START TASK INPUTS

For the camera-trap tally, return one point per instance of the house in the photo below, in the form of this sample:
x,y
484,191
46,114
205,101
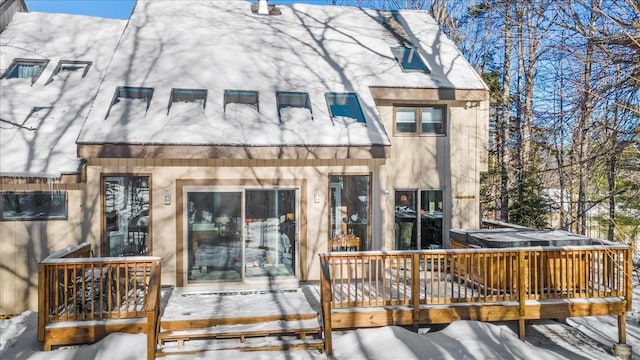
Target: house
x,y
239,141
8,8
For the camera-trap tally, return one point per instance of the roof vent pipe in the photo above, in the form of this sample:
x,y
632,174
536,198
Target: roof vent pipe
x,y
263,8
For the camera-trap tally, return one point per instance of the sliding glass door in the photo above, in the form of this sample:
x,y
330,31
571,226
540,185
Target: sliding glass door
x,y
214,235
233,235
270,232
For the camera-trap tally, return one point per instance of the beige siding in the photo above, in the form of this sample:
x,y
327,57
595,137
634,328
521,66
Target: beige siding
x,y
451,163
23,244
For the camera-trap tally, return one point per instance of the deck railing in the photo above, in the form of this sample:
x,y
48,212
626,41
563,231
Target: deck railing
x,y
79,289
472,276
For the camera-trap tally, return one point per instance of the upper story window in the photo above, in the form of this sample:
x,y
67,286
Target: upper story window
x,y
68,68
25,69
345,105
408,59
188,97
33,206
247,97
131,101
293,105
423,120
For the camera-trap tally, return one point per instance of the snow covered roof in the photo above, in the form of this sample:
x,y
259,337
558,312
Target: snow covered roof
x,y
40,121
221,45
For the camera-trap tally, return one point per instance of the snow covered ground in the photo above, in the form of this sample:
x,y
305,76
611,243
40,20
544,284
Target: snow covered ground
x,y
575,338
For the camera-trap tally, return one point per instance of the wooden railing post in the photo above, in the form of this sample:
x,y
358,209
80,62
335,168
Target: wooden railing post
x,y
43,301
152,310
522,297
628,274
325,300
415,289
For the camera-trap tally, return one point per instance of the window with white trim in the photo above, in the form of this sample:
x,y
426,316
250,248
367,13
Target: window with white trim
x,y
188,98
69,68
409,59
25,69
344,106
420,120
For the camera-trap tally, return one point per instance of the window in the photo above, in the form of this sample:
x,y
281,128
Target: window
x,y
68,68
247,97
408,59
137,101
33,206
25,69
193,96
288,101
411,205
126,215
349,196
429,120
344,105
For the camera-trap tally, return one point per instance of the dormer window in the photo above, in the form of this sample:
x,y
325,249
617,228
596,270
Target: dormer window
x,y
25,69
131,101
293,103
409,59
69,68
420,120
247,97
188,97
344,106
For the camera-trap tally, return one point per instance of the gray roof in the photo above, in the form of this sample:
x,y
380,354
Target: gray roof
x,y
41,121
222,45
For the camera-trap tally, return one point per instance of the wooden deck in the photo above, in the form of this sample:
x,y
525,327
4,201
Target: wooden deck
x,y
372,289
254,320
84,299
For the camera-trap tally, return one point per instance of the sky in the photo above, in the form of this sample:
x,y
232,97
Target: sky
x,y
114,9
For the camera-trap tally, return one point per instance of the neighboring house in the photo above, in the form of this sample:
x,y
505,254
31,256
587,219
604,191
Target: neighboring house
x,y
51,65
238,146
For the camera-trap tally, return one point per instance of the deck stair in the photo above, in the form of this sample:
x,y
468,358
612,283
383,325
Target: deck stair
x,y
295,326
256,334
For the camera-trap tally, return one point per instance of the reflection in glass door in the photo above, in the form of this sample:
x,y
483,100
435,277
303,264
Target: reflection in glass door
x,y
270,217
214,237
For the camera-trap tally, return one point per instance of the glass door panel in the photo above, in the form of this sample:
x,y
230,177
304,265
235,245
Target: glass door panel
x,y
214,238
409,206
270,230
349,212
126,215
431,217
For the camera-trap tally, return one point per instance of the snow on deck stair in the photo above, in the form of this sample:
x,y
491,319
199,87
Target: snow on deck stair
x,y
195,322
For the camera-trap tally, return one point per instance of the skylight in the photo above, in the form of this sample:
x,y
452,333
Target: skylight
x,y
131,95
287,99
409,59
247,97
25,69
68,68
194,96
345,105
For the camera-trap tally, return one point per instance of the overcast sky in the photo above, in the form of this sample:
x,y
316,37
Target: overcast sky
x,y
115,9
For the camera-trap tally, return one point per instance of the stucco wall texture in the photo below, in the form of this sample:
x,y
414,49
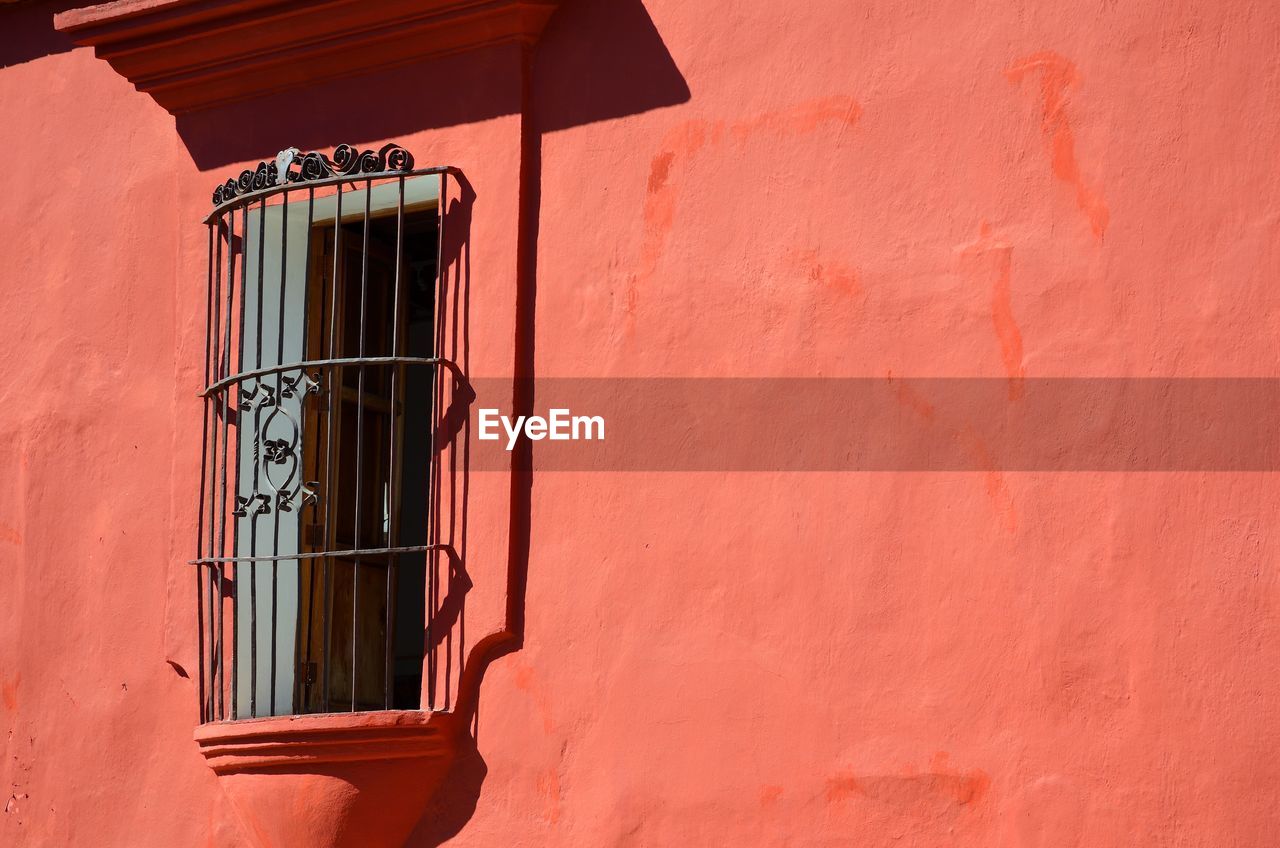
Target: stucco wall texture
x,y
951,188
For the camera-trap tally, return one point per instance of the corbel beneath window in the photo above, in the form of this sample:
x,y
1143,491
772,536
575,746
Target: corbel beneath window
x,y
196,54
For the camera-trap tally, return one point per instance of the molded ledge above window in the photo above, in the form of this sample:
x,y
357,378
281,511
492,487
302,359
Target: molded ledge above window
x,y
195,54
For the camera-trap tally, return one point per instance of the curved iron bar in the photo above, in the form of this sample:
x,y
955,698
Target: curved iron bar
x,y
330,363
320,555
316,169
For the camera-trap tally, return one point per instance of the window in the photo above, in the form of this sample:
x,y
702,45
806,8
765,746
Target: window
x,y
315,536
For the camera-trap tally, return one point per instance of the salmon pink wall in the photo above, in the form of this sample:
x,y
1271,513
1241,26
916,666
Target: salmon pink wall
x,y
819,188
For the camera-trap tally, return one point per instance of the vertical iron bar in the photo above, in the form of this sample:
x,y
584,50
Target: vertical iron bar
x,y
233,391
215,332
257,460
433,475
223,399
330,477
279,400
360,445
302,428
204,475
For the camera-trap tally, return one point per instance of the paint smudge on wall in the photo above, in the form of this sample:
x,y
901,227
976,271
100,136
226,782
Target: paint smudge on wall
x,y
1057,78
528,683
693,137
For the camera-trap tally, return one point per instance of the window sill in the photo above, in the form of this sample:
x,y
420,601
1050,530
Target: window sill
x,y
333,780
196,54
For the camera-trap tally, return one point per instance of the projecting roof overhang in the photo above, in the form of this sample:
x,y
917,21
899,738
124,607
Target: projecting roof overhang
x,y
193,54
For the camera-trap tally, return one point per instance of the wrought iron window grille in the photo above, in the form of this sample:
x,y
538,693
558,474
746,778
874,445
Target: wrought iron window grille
x,y
323,377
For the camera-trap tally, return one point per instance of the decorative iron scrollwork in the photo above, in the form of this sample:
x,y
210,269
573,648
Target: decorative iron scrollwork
x,y
292,165
277,443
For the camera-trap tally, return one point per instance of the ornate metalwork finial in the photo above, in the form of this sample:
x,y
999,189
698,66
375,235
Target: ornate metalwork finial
x,y
292,165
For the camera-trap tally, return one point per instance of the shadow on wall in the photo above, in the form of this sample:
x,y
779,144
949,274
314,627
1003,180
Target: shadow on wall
x,y
597,60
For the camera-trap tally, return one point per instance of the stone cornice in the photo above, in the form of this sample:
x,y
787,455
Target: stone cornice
x,y
195,54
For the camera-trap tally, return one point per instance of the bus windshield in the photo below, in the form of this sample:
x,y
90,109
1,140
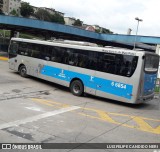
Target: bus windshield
x,y
151,63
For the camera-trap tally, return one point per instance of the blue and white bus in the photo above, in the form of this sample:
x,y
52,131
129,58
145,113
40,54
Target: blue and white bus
x,y
113,73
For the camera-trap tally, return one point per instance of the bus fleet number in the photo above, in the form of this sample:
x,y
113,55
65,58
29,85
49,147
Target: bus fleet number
x,y
119,85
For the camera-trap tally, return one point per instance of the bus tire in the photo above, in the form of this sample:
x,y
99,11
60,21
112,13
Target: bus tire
x,y
77,88
23,71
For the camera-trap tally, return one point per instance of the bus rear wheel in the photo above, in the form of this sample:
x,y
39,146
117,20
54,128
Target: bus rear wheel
x,y
77,88
23,71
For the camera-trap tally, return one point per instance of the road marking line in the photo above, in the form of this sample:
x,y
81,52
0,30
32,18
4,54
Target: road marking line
x,y
3,58
38,117
141,124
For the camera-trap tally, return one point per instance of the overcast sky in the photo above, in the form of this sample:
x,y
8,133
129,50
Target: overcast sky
x,y
116,15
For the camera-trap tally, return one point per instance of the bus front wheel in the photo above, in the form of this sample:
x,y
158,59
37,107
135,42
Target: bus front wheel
x,y
77,88
23,71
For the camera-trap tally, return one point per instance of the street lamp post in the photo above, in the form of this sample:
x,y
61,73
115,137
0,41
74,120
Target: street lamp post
x,y
139,20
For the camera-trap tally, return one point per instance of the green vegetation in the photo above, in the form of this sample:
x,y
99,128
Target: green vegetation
x,y
57,18
26,9
6,33
157,88
78,22
42,14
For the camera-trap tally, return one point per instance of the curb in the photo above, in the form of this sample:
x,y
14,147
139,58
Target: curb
x,y
3,58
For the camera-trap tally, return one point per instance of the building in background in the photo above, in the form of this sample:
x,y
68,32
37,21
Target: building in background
x,y
50,10
10,6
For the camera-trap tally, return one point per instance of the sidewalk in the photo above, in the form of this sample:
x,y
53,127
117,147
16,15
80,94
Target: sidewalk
x,y
3,56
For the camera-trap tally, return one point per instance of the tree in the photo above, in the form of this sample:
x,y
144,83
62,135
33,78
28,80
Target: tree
x,y
26,9
78,23
13,12
44,15
1,6
57,18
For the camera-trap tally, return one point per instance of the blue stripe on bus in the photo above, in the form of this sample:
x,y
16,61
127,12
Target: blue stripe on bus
x,y
100,84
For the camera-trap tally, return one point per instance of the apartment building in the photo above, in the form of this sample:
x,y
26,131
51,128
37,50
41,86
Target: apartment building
x,y
10,5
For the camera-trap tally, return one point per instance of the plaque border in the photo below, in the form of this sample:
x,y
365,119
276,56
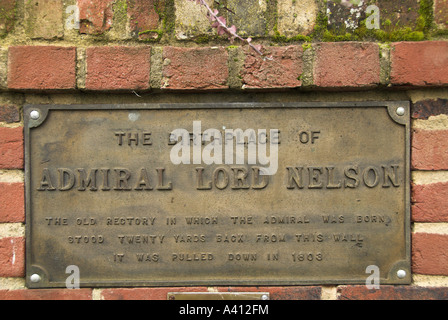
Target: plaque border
x,y
392,107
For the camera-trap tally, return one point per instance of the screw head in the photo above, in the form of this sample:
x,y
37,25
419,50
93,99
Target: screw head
x,y
35,278
401,111
34,114
401,274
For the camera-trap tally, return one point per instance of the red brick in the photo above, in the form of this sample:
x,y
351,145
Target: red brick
x,y
12,257
143,16
392,293
441,12
7,16
12,203
426,108
9,113
44,19
347,65
419,63
46,294
11,148
96,16
42,67
430,202
195,68
429,149
118,68
430,254
283,71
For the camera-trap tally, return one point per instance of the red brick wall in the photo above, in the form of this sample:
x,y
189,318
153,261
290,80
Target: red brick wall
x,y
145,47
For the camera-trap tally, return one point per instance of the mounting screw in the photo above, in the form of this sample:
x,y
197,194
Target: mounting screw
x,y
34,114
400,111
35,278
401,274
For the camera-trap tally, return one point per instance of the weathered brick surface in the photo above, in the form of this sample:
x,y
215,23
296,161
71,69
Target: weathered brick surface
x,y
426,108
42,67
296,17
398,14
430,202
7,16
46,294
11,148
255,9
429,149
96,16
3,68
347,65
441,12
419,63
12,257
9,113
282,71
194,68
118,68
276,293
191,20
12,203
392,293
430,254
144,17
44,19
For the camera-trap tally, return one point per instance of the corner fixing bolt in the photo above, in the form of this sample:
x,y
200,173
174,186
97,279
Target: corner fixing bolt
x,y
401,274
35,278
400,111
34,114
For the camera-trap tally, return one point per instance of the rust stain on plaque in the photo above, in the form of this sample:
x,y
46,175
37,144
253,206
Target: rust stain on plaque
x,y
217,194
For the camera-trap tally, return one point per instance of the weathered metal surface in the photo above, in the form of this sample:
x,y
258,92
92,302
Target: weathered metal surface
x,y
103,194
218,296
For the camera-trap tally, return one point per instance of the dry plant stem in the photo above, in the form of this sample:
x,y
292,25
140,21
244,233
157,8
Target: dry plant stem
x,y
231,30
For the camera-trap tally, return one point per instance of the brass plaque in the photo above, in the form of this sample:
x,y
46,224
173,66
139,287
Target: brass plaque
x,y
217,194
218,296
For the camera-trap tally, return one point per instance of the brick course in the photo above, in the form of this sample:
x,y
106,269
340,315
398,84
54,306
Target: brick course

END TASK INPUTS

■ **ASSIGNMENT**: The word "below" appears in some of the lines above. Copy those lines.

■ **SOLUTION TO THIS PROBLEM**:
For the camera-trap tally, return one point per instance of the house in the photo below, in the form of this sample:
For the camera-trap tally, return one point per instance of the stucco wall texture in the photo below, in the form of this sample:
For the camera-trap tally, return one point per instance of the bus windshield in the photo below, in the form of this sample:
For the camera-trap tally, return one point per instance of the plaque border in the photo below, in the form of this sample:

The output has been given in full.